PAGE:
* begin *
# FunctionalSpecialFunction(R, F)¶

Provides some special functions over an integral domain.

abs: F -> F
abs(f) returns the absolute value operator applied to f
airyAi: F -> F
airyAi(x) returns the Airy Ai function applied to x
airyAiPrime: F -> F
airyAiPrime(x) returns the derivative of Airy Ai function applied to x
airyBi: F -> F
airyBi(x) returns the Airy Bi function applied to x
airyBiPrime: F -> F
airyBiPrime(x) returns the derivative of Airy Bi function applied to x
angerJ: (F, F) -> F
angerJ(v, z) is the Anger J function
belong?: BasicOperator -> Boolean
belong?(op) is true if op is a special function operator.
besselI: (F, F) -> F
besselI(x, y) returns the besseli function applied to x and y
besselJ: (F, F) -> F
besselJ(x, y) returns the besselj function applied to x and y
besselK: (F, F) -> F
besselK(x, y) returns the besselk function applied to x and y
besselY: (F, F) -> F
besselY(x, y) returns the bessely function applied to x and y
Beta: (F, F) -> F
Beta(x, y) returns the beta function applied to x and y
charlierC: (F, F, F) -> F
charlierC(n, a, z) is the Charlier polynomial
digamma: F -> F
digamma(x) returns the digamma function applied to x
ellipticE: (F, F) -> F
ellipticE(z, m) is the incomplete elliptic integral of the second kind: ellipticE(z, m) = integrate(sqrt(1-m*t^2)/sqrt(1-t^2), t = 0..z)
ellipticE: F -> F
ellipticE(m) is the complete elliptic integral of the second kind: ellipticE(m) = integrate(sqrt(1-m*t^2)/sqrt(1-t^2), t = 0..1)
* end *
INFORMATION SHOWN:
* begin *
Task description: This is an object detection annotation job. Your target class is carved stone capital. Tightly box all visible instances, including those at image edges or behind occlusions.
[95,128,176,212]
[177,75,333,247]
* end *
INSTRUCTIONS FOR THE TASK: On the FunctionalSpecialFunction page, when is belong?(op) true?

SOLUTION TO THIS EXERCISE: When op is a special function operator.